• AUFGABE UND VORGABEN: Finde in den Datensätzen unten jede Zeile, die die Zeichenfolge „rule“ enthält, und schreibe diese Zeilen unverändert ab.

╭──

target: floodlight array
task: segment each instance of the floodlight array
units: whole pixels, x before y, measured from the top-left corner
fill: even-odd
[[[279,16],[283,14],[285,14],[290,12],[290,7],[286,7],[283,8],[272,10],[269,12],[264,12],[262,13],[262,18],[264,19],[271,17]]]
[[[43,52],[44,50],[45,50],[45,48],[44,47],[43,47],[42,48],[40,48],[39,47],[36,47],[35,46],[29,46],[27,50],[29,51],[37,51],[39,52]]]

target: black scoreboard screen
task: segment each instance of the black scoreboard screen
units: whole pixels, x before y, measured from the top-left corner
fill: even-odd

╰──
╭──

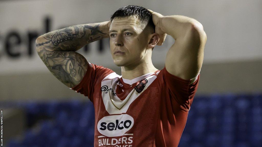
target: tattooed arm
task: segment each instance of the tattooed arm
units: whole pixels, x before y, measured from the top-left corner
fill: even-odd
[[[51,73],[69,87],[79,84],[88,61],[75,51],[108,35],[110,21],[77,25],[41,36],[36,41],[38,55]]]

╰──
╭──

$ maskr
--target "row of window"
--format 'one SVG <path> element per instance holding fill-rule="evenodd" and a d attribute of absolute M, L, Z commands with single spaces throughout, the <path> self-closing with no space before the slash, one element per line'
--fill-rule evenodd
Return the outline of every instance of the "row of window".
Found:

╰──

• LÖSUNG DER AUFGABE:
--format 'one SVG <path> element per instance holding fill-rule="evenodd" and a d attribute of absolute M, L, Z commands with single spaces throughout, the <path> self-closing with no space before the slash, one element per line'
--fill-rule evenodd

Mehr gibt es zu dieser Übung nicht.